══ Given entries ══
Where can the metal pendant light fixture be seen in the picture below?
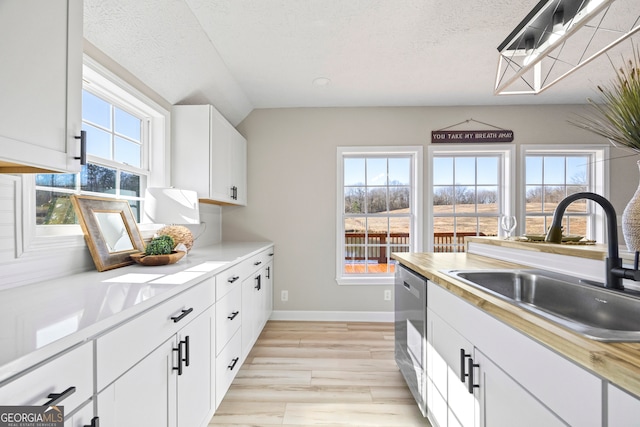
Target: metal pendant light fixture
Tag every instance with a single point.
(558, 37)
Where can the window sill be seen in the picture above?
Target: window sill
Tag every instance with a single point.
═══
Directive
Reproduce the stretch from the line containing "Where can the window" through the end of the entries, unchanged.

Response for this exercise
Where can the window sill be seen in the picture above?
Target: window sill
Tag every instance with a single point.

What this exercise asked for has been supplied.